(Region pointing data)
--- --- ---

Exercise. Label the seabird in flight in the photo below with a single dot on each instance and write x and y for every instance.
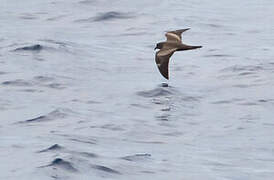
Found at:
(167, 48)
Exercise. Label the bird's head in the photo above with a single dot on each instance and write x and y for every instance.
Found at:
(159, 46)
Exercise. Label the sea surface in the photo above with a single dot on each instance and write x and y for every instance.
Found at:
(81, 97)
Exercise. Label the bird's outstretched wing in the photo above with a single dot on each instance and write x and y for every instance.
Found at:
(175, 35)
(162, 60)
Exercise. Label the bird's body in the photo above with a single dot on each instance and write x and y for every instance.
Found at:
(168, 47)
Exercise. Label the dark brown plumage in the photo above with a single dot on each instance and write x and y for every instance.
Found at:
(167, 48)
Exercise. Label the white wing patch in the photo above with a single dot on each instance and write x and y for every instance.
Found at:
(164, 52)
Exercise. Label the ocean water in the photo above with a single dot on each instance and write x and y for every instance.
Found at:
(81, 95)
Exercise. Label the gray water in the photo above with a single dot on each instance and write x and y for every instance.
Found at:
(81, 95)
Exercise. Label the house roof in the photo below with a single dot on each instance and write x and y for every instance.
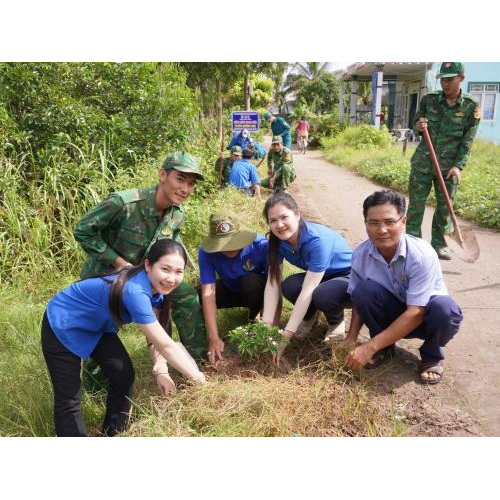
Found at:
(392, 70)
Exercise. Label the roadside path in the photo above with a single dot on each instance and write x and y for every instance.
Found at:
(472, 378)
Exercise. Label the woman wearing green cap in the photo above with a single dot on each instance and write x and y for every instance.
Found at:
(279, 126)
(239, 257)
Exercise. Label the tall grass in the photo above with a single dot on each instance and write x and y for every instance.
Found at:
(309, 400)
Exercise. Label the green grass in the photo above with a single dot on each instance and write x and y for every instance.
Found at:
(313, 397)
(477, 198)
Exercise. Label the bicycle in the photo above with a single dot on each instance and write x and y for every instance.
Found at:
(302, 142)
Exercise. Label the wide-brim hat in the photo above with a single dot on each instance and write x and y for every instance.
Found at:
(449, 70)
(183, 162)
(225, 234)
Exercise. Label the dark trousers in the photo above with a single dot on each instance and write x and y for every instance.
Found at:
(379, 308)
(251, 294)
(330, 296)
(64, 370)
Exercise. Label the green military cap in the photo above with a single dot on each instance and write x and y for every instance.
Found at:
(236, 150)
(447, 70)
(225, 233)
(183, 162)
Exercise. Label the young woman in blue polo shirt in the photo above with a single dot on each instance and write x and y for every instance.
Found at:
(322, 253)
(82, 321)
(239, 258)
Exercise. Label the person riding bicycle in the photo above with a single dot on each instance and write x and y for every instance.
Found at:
(302, 133)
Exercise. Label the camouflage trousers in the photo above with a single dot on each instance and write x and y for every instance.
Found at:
(283, 177)
(420, 184)
(188, 318)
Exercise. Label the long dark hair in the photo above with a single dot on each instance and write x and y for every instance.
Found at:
(285, 199)
(158, 250)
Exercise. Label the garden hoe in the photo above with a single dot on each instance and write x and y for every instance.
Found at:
(464, 236)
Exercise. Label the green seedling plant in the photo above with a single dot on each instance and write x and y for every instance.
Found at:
(255, 339)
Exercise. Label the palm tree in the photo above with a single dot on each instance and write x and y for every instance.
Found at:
(277, 74)
(302, 73)
(311, 71)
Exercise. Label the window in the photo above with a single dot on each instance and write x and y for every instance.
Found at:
(486, 96)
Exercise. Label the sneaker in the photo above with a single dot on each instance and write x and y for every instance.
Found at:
(335, 333)
(305, 327)
(443, 253)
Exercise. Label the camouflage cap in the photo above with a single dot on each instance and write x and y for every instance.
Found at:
(225, 234)
(236, 150)
(183, 162)
(448, 70)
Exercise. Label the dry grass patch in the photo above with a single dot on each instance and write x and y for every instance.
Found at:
(317, 400)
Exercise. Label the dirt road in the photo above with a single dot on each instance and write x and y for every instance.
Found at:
(468, 400)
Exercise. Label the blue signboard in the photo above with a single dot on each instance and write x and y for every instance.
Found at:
(245, 120)
(374, 95)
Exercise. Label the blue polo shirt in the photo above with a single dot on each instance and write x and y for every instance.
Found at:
(79, 315)
(413, 275)
(243, 174)
(319, 249)
(251, 259)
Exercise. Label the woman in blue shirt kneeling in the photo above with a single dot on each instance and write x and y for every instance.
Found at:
(239, 258)
(82, 321)
(322, 253)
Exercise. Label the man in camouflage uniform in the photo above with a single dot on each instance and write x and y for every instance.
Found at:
(452, 118)
(122, 229)
(280, 168)
(280, 127)
(227, 163)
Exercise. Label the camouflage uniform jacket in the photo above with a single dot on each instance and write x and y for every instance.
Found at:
(280, 126)
(452, 130)
(277, 160)
(125, 225)
(227, 164)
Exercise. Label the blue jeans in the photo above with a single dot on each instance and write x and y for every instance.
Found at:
(379, 308)
(330, 296)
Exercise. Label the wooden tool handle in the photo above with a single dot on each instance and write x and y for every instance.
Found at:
(439, 175)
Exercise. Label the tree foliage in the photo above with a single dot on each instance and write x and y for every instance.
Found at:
(60, 108)
(321, 94)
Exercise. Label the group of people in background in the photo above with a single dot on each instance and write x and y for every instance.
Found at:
(135, 266)
(239, 171)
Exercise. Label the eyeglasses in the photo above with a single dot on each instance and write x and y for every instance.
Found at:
(386, 223)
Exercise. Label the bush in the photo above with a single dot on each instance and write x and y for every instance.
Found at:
(477, 197)
(255, 339)
(360, 137)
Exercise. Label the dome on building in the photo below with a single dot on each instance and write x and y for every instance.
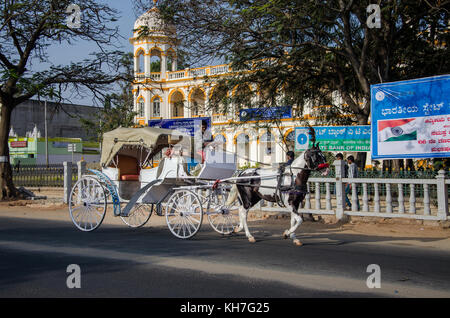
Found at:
(152, 22)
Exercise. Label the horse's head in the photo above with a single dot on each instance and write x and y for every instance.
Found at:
(315, 160)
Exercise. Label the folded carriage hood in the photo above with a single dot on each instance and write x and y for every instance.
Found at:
(149, 137)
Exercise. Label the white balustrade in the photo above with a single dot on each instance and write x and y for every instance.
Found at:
(382, 201)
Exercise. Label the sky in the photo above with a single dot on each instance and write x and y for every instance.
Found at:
(65, 54)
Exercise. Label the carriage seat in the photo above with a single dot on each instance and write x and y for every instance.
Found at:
(128, 168)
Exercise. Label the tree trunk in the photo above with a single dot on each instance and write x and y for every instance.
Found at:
(8, 190)
(410, 165)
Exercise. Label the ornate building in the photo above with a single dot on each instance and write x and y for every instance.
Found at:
(164, 92)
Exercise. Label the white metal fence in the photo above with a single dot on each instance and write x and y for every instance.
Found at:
(424, 199)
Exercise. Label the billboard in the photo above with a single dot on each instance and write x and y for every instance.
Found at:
(187, 126)
(335, 138)
(411, 119)
(265, 113)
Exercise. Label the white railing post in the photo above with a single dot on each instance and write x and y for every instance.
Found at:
(340, 191)
(401, 199)
(376, 198)
(365, 198)
(81, 168)
(328, 196)
(442, 193)
(67, 180)
(317, 195)
(412, 199)
(426, 200)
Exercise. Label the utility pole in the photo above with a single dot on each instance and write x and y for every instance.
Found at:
(46, 135)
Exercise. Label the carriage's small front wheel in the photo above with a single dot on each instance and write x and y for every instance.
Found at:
(184, 214)
(87, 204)
(139, 215)
(223, 219)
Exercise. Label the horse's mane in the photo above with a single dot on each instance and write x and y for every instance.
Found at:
(299, 162)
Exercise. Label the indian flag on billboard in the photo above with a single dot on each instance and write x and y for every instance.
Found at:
(397, 130)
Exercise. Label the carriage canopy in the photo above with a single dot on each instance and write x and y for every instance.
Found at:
(128, 140)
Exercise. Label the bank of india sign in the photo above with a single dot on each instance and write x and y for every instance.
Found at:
(335, 138)
(411, 119)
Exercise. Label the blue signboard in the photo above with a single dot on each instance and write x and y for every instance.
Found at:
(186, 125)
(334, 138)
(265, 113)
(411, 119)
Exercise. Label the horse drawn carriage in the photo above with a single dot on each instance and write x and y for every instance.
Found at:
(130, 184)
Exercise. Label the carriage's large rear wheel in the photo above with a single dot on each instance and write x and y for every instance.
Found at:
(184, 214)
(87, 204)
(139, 215)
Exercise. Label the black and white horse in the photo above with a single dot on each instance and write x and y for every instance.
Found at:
(263, 184)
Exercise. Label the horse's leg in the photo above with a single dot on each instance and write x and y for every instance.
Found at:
(243, 212)
(296, 220)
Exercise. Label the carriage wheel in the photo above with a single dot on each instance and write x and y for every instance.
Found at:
(223, 219)
(87, 204)
(184, 214)
(139, 215)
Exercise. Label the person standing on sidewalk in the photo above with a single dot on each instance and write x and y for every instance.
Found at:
(352, 173)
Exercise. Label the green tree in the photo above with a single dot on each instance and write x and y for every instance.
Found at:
(322, 53)
(28, 28)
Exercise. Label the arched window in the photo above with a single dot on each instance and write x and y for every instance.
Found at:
(141, 108)
(156, 107)
(140, 62)
(155, 61)
(222, 140)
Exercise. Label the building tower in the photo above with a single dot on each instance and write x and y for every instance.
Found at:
(155, 53)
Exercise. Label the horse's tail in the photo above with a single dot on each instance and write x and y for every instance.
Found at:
(232, 196)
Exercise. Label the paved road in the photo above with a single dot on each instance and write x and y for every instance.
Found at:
(117, 261)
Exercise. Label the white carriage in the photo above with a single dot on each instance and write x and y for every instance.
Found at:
(129, 182)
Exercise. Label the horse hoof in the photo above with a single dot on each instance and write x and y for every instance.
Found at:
(297, 242)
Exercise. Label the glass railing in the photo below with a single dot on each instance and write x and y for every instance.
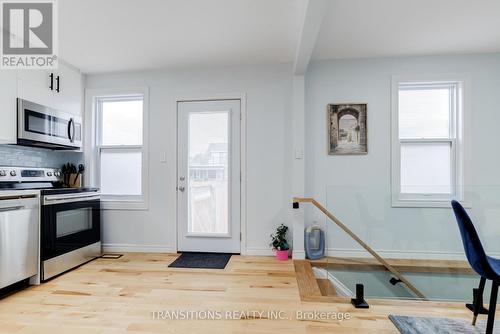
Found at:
(419, 244)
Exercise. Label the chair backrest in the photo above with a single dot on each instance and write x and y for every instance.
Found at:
(472, 244)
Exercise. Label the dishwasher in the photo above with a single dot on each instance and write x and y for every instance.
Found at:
(19, 238)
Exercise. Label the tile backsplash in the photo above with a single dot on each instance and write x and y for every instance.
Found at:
(12, 155)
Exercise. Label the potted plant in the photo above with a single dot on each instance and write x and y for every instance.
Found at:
(279, 243)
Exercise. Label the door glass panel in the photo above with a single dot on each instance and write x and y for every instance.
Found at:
(208, 178)
(37, 123)
(73, 221)
(60, 127)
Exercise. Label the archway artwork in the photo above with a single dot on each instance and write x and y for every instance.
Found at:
(347, 132)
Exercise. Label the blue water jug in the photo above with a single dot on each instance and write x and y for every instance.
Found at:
(314, 242)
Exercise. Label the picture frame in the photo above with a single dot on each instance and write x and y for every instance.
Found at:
(347, 129)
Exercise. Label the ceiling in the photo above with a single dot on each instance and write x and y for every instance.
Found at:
(118, 35)
(386, 28)
(123, 35)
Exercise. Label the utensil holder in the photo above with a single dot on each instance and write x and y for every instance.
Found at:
(75, 180)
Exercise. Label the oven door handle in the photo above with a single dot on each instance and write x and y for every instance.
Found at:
(51, 200)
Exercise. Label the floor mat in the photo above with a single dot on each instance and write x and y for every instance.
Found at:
(431, 325)
(201, 260)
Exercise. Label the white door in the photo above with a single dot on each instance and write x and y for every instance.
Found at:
(208, 176)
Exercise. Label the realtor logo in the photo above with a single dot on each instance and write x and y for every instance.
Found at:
(28, 37)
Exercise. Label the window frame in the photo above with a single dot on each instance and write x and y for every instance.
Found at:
(458, 133)
(95, 98)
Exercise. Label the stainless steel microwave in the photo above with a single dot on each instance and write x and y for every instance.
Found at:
(42, 126)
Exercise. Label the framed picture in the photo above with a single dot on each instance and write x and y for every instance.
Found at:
(347, 132)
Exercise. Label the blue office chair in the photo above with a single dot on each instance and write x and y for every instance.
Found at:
(487, 267)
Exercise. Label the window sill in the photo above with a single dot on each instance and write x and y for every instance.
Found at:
(425, 204)
(123, 205)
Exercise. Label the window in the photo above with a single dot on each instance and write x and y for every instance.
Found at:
(427, 142)
(120, 149)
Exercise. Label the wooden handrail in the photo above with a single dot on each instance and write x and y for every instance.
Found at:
(359, 241)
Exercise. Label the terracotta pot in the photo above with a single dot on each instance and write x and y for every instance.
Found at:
(282, 255)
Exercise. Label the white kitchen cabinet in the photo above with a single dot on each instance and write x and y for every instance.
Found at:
(68, 93)
(34, 86)
(60, 88)
(8, 108)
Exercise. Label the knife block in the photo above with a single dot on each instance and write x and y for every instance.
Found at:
(75, 180)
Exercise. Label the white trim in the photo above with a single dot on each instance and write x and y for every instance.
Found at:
(91, 147)
(401, 254)
(243, 165)
(132, 248)
(257, 251)
(459, 141)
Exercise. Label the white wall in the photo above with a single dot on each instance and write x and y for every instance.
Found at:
(268, 97)
(357, 188)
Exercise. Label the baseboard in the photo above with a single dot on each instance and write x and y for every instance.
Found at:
(132, 248)
(401, 254)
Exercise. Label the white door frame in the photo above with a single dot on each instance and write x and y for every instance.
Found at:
(243, 136)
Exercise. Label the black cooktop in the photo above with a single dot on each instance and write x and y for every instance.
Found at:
(46, 188)
(56, 191)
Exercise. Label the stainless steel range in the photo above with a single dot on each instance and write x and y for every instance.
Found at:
(70, 230)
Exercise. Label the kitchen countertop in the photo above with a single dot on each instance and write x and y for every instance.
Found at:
(17, 192)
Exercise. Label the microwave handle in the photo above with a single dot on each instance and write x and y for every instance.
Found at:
(51, 86)
(71, 129)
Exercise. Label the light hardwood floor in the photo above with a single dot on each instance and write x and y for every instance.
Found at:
(120, 296)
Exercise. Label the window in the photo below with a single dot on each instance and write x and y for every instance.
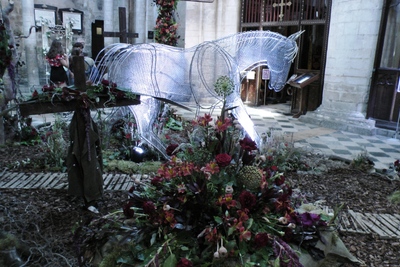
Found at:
(391, 44)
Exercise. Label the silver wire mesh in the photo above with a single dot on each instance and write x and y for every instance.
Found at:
(186, 76)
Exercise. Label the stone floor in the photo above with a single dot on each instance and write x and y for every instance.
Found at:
(382, 149)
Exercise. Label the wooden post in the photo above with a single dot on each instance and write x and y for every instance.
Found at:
(79, 72)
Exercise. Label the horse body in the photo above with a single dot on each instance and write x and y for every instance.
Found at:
(187, 76)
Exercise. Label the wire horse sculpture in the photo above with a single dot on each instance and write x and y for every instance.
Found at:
(186, 76)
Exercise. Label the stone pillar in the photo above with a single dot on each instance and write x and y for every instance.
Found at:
(352, 43)
(28, 20)
(210, 21)
(108, 9)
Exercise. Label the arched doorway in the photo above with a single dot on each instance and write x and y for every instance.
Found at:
(287, 17)
(384, 98)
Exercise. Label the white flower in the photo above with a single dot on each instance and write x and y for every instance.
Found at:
(283, 220)
(228, 189)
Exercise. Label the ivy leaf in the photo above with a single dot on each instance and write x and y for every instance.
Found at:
(217, 219)
(153, 239)
(277, 262)
(171, 261)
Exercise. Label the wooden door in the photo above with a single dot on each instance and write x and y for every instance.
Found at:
(384, 98)
(97, 37)
(287, 17)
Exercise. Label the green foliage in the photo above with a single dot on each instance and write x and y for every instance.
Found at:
(395, 197)
(7, 241)
(130, 167)
(56, 145)
(362, 162)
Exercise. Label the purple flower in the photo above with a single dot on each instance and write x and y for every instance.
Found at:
(170, 149)
(223, 160)
(248, 144)
(128, 212)
(261, 240)
(309, 219)
(247, 200)
(183, 262)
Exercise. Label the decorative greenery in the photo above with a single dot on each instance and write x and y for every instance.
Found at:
(166, 26)
(195, 212)
(92, 95)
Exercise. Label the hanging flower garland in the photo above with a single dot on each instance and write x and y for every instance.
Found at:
(166, 26)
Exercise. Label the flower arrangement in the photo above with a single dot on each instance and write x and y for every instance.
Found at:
(166, 26)
(92, 95)
(216, 202)
(5, 50)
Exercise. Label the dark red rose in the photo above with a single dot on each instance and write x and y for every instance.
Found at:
(35, 94)
(261, 240)
(223, 159)
(148, 207)
(247, 200)
(170, 149)
(183, 262)
(156, 180)
(128, 212)
(248, 144)
(280, 180)
(105, 82)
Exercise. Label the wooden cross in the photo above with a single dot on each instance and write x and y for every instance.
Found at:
(34, 107)
(281, 5)
(122, 34)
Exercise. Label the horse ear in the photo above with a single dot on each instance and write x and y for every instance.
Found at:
(296, 35)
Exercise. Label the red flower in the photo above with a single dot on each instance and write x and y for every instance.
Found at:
(223, 160)
(35, 93)
(248, 144)
(221, 126)
(128, 212)
(156, 180)
(226, 200)
(211, 168)
(261, 240)
(105, 82)
(149, 207)
(170, 149)
(280, 180)
(247, 200)
(183, 262)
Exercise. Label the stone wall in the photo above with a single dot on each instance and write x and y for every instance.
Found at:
(210, 21)
(352, 43)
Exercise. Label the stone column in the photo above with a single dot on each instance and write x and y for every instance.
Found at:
(28, 20)
(210, 21)
(108, 9)
(352, 43)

--- --- ---

Say how many lines in the data above contain the string "wall", and give no other output.

• Output below: 2